§ Exercise requirements
Your task is to write out the lines from the line containing "Could you point out the window" through the last line of the material, exactly.

§ Supplied entries
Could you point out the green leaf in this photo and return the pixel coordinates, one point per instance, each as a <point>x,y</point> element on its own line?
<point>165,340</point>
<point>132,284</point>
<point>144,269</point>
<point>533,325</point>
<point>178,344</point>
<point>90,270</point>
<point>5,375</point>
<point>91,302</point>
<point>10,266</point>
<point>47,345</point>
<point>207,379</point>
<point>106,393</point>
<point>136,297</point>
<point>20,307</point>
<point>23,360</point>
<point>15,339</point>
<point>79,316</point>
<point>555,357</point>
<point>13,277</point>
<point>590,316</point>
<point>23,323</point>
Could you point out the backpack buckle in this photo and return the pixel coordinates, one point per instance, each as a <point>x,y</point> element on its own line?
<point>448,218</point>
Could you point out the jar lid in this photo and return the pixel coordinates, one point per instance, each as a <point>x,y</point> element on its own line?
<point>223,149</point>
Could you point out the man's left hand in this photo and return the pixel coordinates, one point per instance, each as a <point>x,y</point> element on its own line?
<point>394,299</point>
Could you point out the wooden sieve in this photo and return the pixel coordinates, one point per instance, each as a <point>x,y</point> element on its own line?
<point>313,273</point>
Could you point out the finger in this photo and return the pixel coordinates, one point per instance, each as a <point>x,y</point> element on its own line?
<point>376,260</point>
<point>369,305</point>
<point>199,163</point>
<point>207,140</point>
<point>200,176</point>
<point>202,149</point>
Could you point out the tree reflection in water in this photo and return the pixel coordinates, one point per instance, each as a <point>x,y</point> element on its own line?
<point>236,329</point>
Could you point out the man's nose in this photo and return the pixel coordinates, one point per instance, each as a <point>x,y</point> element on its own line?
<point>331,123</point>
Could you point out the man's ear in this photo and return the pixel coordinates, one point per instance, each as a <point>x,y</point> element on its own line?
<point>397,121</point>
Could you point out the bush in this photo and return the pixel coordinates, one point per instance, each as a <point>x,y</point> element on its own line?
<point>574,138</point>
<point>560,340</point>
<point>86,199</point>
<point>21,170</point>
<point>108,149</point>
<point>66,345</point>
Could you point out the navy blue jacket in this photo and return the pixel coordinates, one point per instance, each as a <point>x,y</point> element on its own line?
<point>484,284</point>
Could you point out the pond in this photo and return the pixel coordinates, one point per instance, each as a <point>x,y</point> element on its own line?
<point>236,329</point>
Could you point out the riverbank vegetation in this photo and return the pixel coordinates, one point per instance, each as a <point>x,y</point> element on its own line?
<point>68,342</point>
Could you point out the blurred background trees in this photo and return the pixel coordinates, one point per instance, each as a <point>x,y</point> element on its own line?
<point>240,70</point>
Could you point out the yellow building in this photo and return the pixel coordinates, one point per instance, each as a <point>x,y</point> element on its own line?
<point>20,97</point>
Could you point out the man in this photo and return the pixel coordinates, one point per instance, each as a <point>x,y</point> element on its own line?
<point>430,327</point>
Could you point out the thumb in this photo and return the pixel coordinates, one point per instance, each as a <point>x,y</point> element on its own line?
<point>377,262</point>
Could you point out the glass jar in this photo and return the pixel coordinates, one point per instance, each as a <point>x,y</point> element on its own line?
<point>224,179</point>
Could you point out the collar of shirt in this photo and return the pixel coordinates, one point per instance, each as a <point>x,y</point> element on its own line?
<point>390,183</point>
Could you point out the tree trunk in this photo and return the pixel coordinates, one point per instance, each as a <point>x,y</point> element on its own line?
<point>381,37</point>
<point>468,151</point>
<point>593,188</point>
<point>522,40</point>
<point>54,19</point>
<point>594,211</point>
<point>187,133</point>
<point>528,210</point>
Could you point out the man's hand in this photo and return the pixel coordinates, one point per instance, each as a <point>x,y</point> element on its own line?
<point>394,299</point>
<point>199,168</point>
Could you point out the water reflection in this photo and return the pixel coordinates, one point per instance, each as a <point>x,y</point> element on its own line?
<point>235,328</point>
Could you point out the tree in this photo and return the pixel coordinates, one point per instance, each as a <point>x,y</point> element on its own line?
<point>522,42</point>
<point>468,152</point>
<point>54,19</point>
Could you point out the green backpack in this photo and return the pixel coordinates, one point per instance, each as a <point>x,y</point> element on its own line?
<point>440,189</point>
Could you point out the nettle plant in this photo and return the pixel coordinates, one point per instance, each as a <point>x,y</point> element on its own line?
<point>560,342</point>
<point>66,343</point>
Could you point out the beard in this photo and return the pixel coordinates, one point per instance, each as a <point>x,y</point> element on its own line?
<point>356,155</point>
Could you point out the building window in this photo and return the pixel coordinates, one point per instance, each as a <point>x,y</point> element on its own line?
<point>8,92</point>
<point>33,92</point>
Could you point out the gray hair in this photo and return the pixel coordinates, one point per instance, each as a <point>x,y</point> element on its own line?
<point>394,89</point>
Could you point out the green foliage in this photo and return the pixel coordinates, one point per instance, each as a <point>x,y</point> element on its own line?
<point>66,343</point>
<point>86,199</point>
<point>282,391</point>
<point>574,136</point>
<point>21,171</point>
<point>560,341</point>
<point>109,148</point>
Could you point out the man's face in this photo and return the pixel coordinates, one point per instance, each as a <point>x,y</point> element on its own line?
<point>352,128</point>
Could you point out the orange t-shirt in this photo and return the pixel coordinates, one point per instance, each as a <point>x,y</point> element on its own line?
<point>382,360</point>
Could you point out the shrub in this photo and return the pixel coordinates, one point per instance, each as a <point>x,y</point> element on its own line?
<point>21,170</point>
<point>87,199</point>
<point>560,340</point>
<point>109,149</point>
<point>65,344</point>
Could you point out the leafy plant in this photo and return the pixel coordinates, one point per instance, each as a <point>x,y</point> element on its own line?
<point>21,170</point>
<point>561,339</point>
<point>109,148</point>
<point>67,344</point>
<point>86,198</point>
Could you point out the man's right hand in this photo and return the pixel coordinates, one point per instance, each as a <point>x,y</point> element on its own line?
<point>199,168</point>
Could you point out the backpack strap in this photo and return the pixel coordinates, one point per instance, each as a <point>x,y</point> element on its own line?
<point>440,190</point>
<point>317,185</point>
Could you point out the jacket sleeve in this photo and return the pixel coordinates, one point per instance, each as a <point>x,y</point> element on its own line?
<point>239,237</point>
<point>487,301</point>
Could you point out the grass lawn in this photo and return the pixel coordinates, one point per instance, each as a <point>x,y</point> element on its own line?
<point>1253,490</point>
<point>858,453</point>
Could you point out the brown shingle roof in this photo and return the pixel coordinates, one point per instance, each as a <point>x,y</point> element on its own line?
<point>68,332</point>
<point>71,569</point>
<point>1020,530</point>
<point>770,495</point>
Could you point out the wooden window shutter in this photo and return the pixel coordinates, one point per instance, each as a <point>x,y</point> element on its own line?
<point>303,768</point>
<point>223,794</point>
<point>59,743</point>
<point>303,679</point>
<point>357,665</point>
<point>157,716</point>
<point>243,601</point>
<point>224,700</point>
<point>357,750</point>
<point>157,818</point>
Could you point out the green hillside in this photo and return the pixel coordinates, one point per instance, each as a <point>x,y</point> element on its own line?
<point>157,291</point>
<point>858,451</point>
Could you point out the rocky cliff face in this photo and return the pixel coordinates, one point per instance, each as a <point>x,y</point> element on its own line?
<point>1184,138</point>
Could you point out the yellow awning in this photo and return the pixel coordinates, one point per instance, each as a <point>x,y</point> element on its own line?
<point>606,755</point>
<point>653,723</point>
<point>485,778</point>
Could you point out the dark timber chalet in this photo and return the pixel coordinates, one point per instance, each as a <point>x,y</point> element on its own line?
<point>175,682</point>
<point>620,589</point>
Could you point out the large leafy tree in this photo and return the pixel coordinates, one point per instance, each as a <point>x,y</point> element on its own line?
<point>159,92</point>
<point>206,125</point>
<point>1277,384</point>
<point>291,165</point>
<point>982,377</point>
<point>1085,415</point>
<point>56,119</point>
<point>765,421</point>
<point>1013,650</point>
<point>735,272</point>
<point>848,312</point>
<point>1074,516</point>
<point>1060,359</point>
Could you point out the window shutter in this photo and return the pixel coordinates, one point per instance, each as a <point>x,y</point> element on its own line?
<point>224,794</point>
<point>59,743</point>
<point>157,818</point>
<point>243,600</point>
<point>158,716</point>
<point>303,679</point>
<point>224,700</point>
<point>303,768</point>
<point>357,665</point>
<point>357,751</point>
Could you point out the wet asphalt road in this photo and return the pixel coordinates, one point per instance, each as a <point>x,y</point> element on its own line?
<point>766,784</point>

§ Solution for this problem
Could you point out the window shutter in this photo and return the pixel coordinates, one point per instance, each as a <point>x,y</point> element on its own line?
<point>224,794</point>
<point>59,743</point>
<point>157,818</point>
<point>243,600</point>
<point>158,716</point>
<point>303,679</point>
<point>224,700</point>
<point>303,768</point>
<point>357,665</point>
<point>357,751</point>
Could you point out the wet asphalt road in this photo and return the pixel coordinates, one point per instance, each as a <point>x,y</point> element on its own line?
<point>766,784</point>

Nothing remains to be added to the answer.